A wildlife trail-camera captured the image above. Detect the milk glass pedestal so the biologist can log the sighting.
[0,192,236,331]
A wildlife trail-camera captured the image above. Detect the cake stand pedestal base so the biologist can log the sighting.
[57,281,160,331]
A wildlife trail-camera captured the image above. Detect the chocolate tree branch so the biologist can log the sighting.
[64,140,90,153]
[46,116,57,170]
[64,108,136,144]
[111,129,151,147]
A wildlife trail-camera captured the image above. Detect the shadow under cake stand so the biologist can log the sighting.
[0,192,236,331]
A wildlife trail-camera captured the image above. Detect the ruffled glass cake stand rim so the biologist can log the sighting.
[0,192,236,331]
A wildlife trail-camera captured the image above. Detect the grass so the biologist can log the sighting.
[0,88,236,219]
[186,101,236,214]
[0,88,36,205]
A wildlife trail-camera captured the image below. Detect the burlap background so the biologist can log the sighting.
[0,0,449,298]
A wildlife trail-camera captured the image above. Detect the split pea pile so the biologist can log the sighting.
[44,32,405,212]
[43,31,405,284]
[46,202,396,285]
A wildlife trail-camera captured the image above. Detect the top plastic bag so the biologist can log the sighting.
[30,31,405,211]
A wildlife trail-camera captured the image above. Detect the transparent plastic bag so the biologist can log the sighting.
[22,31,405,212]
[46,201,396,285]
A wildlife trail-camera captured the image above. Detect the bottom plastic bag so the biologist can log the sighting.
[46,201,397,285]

▬▬▬

Exercise description:
Quote all of the data above word for word, from its first line to its last.

Solution below:
A wildlife trail-camera captured the image above. Detect the milk glass pedestal so the biologist can log the sighting.
[0,192,236,331]
A wildlife trail-camera captured the image above. Detect the cake stand pedestal base so the biologist can log the sighting.
[57,281,160,331]
A wildlife trail-camera captured the image above. Detect the chocolate tree branch so the biologist can log the sighting.
[64,140,90,153]
[46,116,57,170]
[64,108,136,144]
[111,129,151,147]
A wildlife trail-camera captured the image above. Detect the shadow under cake stand so the biologist can log the sighting.
[0,192,236,331]
A wildlife trail-camera captured the image above. Detect the ruffled glass cake stand rim so the biologist can log the sighting.
[0,192,236,331]
A wildlife trail-camera captured the image above. Detect the grass so the biologist can log the sighting.
[0,88,236,219]
[186,101,236,214]
[0,88,36,205]
A wildlife trail-camera captured the image below. Detect the burlap background so the biologist can log the sighting.
[0,0,449,298]
A wildlife trail-camera captured the image above. Detect the split pea pile so the biologist can log the sighting.
[44,32,405,212]
[43,31,405,284]
[46,202,396,285]
A wildlife trail-camera captured the image above. Detect the top plastic bag so the biologist can log the sighting.
[30,31,405,211]
A wildlife trail-camera captured the image above. Detect the transparent plastic bag so the biologist can log the sighting.
[22,31,405,212]
[46,201,396,285]
A wildlife trail-camera captured the image above. Detect the bottom plastic bag so the biologist can log the sighting.
[46,201,397,285]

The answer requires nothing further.